**Written exercise**: Count the lines in the records below that contain the string "boat", and reply with the number alone.

**Given data**:

[start]

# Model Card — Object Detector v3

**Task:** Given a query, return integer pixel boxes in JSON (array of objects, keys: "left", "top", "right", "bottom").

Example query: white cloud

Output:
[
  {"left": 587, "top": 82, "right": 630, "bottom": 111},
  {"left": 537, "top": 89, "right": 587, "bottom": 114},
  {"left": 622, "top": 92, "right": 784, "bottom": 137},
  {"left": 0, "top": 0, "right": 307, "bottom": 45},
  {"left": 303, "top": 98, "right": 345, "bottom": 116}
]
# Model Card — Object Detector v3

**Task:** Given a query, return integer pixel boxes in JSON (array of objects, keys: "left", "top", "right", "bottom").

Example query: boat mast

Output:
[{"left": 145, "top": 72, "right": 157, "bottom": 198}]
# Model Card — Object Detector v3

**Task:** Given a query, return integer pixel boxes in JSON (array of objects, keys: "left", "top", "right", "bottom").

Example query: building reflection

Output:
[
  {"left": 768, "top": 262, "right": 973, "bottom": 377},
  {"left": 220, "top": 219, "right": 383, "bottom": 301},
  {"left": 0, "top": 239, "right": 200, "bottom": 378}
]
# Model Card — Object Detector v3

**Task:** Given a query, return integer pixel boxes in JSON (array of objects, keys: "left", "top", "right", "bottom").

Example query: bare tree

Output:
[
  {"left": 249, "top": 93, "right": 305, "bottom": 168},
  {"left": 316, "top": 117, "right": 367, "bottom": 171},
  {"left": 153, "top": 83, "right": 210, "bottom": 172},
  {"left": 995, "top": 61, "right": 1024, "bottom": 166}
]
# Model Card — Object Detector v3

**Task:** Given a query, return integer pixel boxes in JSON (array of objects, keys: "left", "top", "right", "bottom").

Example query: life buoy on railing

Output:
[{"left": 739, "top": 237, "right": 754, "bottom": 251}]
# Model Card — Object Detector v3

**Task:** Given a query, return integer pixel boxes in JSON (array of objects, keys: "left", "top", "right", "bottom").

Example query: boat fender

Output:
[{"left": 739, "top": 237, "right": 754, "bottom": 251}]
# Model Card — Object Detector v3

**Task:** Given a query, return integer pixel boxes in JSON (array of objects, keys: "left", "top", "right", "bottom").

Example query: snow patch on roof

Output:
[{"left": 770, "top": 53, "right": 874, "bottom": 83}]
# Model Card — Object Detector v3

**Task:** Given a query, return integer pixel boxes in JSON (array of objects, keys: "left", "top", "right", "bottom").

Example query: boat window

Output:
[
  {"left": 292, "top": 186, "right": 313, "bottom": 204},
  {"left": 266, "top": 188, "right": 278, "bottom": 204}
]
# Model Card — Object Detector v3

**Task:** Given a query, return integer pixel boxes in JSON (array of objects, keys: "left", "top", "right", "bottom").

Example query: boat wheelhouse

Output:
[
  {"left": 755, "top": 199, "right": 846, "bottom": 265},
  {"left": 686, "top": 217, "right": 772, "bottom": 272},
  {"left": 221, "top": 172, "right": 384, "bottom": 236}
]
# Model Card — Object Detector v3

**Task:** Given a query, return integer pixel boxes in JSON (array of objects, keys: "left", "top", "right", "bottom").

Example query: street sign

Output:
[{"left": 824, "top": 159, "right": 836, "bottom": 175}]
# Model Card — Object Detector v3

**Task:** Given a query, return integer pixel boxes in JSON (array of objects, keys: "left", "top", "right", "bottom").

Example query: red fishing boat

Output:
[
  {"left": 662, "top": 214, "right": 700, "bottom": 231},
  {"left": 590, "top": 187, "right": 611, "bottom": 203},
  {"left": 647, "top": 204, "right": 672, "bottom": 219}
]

[end]

**Finished exercise**: 5